TASK STATEMENT -> Write out the entries, please, from the line containing "tomato in the photo above." through their final line, exactly and with nothing else.

GIVEN ENTRIES ->

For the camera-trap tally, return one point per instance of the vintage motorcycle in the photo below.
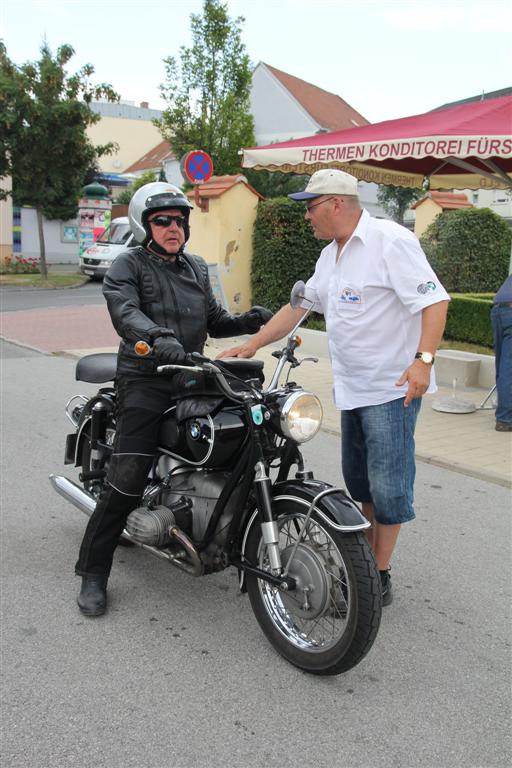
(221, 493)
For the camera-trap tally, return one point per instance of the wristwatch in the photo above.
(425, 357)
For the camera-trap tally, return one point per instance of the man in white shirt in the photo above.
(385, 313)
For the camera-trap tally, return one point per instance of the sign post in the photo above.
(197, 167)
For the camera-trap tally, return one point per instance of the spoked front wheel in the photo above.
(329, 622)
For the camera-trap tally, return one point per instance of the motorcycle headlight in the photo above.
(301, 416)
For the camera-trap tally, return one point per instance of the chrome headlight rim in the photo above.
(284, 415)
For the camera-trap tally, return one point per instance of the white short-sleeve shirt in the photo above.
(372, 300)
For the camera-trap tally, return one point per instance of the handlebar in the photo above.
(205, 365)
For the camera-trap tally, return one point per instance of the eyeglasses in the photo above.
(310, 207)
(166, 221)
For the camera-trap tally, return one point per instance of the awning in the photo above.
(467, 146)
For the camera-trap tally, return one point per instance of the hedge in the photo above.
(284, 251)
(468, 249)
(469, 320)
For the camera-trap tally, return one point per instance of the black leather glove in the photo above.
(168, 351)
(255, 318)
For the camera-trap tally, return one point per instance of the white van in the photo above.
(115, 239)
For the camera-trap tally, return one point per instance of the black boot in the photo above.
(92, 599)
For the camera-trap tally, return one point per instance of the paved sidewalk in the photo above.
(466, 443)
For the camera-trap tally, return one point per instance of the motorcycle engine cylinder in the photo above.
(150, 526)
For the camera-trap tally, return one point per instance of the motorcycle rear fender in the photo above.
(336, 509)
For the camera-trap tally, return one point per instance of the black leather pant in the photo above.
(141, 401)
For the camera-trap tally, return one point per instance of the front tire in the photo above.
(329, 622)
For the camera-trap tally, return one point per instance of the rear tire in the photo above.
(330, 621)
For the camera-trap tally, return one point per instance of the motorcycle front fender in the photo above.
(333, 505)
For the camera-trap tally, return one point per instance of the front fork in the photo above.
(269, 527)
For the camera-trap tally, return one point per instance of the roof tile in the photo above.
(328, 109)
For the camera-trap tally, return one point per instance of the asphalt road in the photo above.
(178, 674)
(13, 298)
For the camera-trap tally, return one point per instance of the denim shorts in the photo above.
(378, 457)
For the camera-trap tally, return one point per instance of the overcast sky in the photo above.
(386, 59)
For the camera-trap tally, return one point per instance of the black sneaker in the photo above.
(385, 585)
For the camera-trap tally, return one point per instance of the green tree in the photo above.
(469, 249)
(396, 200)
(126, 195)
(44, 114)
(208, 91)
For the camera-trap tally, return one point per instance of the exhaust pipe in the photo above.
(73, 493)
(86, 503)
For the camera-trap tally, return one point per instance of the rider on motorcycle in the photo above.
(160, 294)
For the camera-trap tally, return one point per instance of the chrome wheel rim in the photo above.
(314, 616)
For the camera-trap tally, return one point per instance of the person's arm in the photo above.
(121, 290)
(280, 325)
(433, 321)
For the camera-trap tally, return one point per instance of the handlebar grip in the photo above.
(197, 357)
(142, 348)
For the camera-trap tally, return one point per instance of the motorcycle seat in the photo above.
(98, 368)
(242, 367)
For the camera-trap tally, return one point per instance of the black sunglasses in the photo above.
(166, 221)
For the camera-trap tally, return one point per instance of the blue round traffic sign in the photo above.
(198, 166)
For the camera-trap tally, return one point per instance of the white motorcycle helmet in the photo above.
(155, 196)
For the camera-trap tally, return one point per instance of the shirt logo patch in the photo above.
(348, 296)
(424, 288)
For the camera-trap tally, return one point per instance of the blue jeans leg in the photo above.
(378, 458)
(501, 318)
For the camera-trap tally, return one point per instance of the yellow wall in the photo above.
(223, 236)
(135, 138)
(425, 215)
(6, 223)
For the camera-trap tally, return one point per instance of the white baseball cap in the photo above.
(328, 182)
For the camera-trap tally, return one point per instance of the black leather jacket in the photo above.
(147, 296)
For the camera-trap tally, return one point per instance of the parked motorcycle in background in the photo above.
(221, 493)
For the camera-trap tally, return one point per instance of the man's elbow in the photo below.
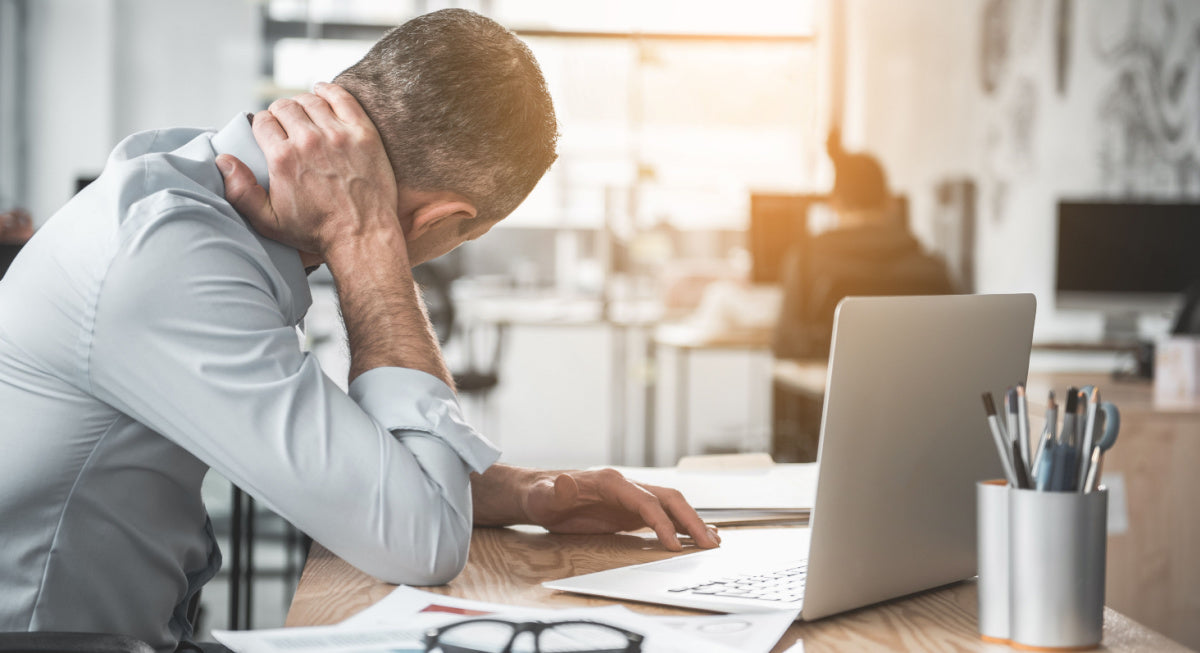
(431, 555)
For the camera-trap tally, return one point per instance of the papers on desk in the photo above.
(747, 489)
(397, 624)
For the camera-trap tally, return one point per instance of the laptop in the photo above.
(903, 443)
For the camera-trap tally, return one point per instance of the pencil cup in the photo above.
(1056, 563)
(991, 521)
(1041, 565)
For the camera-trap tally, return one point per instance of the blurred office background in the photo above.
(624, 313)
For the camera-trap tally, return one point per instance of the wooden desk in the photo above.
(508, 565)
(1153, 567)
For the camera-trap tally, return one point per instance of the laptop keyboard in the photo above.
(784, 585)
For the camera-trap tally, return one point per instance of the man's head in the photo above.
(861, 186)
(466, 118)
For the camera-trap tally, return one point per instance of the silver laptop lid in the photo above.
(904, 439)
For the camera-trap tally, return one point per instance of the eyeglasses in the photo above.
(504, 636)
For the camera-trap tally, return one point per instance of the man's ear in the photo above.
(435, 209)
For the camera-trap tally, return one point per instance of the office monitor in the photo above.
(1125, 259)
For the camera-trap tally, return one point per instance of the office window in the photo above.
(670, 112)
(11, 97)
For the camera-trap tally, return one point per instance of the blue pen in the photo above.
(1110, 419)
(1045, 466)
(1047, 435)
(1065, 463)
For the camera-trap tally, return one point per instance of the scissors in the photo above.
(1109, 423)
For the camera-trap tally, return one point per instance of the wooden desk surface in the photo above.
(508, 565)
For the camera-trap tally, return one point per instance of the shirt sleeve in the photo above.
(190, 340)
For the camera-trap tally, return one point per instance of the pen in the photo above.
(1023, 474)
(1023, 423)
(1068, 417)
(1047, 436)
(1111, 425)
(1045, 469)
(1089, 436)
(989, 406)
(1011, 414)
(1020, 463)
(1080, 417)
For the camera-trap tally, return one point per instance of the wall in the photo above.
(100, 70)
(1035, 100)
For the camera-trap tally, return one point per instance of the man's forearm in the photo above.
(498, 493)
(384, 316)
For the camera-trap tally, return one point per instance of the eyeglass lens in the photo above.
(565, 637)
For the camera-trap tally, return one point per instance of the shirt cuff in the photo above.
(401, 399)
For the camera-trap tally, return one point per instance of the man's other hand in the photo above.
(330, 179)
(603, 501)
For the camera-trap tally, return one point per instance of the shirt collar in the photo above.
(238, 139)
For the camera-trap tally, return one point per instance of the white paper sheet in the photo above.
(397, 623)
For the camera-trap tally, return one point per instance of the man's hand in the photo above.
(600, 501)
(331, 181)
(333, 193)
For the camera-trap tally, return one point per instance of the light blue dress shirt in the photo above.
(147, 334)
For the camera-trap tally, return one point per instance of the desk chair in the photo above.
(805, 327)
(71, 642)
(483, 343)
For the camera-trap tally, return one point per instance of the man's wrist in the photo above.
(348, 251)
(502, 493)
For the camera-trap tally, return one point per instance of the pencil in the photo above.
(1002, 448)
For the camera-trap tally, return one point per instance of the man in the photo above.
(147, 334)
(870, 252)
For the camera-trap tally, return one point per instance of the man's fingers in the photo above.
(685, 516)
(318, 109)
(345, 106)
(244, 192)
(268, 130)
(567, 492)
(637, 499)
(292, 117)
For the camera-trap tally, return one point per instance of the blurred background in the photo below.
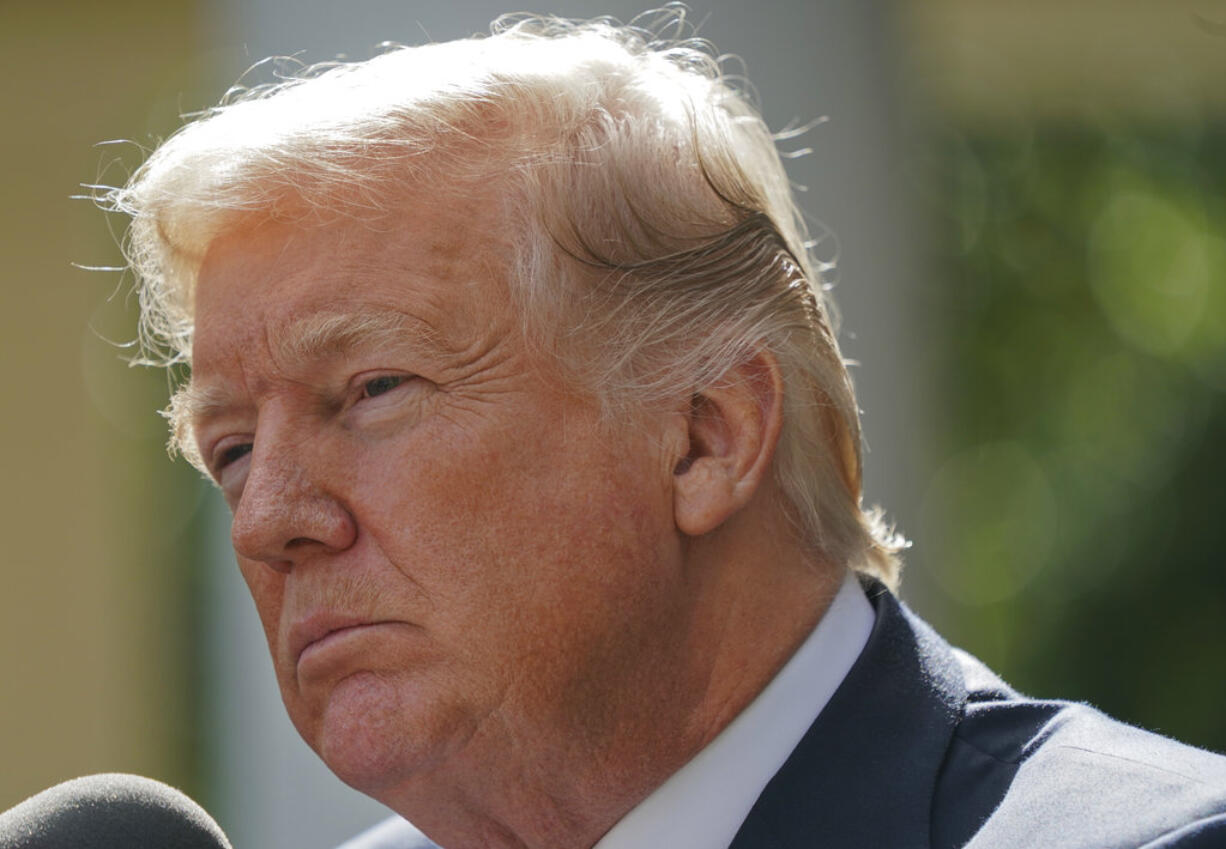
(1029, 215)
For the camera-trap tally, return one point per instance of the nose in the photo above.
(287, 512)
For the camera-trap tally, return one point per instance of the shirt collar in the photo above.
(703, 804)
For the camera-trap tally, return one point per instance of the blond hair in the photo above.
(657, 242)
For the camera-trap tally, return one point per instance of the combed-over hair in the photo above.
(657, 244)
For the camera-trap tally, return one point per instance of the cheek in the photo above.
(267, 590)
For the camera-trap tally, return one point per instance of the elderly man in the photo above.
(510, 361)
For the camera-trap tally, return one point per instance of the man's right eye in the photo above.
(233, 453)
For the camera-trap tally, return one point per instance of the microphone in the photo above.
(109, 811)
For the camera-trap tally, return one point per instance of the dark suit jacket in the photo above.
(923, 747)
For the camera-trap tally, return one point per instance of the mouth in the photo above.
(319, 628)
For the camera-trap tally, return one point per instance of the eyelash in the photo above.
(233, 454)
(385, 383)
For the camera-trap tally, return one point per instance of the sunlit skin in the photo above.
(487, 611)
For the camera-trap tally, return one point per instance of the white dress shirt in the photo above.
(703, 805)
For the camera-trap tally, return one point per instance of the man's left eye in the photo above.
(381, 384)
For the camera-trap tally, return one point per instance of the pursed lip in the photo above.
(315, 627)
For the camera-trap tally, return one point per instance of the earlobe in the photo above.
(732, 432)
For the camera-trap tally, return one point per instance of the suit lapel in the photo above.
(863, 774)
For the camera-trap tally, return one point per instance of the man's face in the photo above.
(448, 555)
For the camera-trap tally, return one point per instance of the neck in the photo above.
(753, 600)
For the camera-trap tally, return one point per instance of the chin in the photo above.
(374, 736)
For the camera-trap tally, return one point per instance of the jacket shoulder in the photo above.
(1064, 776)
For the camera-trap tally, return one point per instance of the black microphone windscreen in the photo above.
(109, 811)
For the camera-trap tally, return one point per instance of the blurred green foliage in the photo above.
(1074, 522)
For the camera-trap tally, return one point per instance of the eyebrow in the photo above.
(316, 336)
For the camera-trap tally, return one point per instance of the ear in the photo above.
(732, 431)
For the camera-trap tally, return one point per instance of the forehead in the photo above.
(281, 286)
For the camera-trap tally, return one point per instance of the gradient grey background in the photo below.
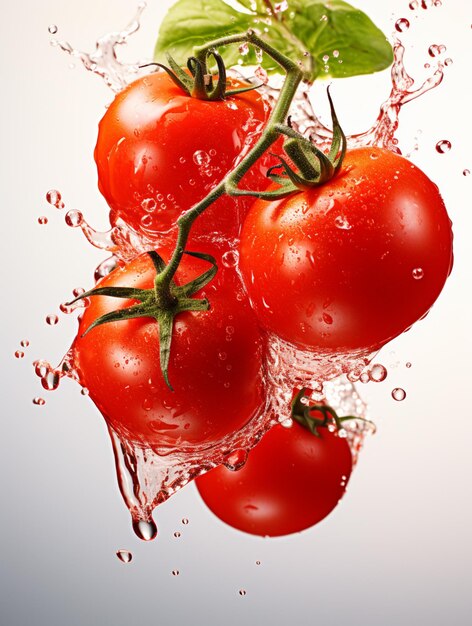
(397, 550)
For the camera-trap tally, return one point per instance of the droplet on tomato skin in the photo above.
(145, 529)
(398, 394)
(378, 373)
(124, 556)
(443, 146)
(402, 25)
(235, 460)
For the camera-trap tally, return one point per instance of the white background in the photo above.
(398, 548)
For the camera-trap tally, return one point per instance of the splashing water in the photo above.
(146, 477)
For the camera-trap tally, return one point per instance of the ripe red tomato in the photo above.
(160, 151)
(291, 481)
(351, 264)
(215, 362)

EXERCISE SOLUTION ->
For the camera-trap tally, return one point per instance of the ripe red tomato in the photo above.
(160, 151)
(291, 481)
(351, 264)
(215, 362)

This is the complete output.